-- PROBLEM STATEMENT --
Output all of the data below without changing a word, and exclude the pictures.

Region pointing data
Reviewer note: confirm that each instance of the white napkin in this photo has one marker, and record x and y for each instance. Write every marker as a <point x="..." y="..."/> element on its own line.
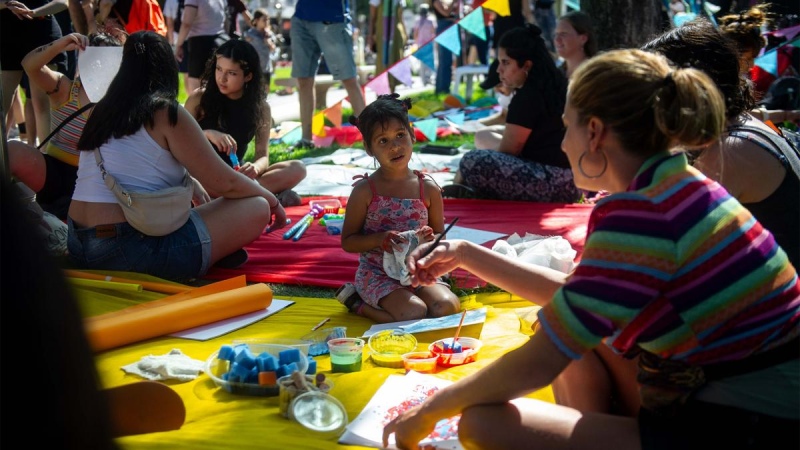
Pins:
<point x="394" y="263"/>
<point x="172" y="366"/>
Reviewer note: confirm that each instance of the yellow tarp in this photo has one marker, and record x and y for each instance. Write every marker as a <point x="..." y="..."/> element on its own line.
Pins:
<point x="216" y="419"/>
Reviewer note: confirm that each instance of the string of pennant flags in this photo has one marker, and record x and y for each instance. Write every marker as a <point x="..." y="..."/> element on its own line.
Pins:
<point x="401" y="70"/>
<point x="473" y="22"/>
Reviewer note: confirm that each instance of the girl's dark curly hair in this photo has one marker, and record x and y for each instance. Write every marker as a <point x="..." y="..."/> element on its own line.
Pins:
<point x="385" y="108"/>
<point x="526" y="44"/>
<point x="701" y="45"/>
<point x="254" y="98"/>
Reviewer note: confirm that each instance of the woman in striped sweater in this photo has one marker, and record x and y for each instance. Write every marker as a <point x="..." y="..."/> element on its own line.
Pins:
<point x="675" y="272"/>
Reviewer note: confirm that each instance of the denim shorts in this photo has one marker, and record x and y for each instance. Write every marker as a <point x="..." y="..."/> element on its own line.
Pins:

-- TASK SOLUTION --
Reviewer note: confirm that each instance of the white napkin in this photo has one marker, and record x and y for each instance. Write every marker as a <point x="..." y="..."/> element on its own line.
Pins:
<point x="394" y="263"/>
<point x="172" y="366"/>
Reviewer note: confirm that each instance of the yellow tarp in this photo has one marker, and record x and y for each instance. Write every marker as a <point x="..." y="..."/> element on its own line.
Pins:
<point x="216" y="419"/>
Reviewer note: confirm that each instance of the string of pennant flags in this photo has one marker, and record x and y for each instance. Write every marker as a <point x="..." y="..."/> element on its own line.
Pins:
<point x="401" y="70"/>
<point x="473" y="22"/>
Reviewer note: confirm that each instance of the girl's dark curly hair in this photo has one marker, and record x and y for each instance. Write every marker as a <point x="..." y="..."/> element on its own line.
Pins:
<point x="385" y="108"/>
<point x="526" y="44"/>
<point x="701" y="45"/>
<point x="254" y="98"/>
Reviewer note: confirm that each instance of the woman in striped sweater in this photo has one marker, and record x and y for each instance. Write every marker as a <point x="..." y="..."/> element on its own line.
Pins:
<point x="675" y="272"/>
Reviewer note: confirm that each instance of the denim shorts in this photo has one marker, and record x and y for each instance. Write every marker as a <point x="..." y="..."/> element on its own line.
Pins:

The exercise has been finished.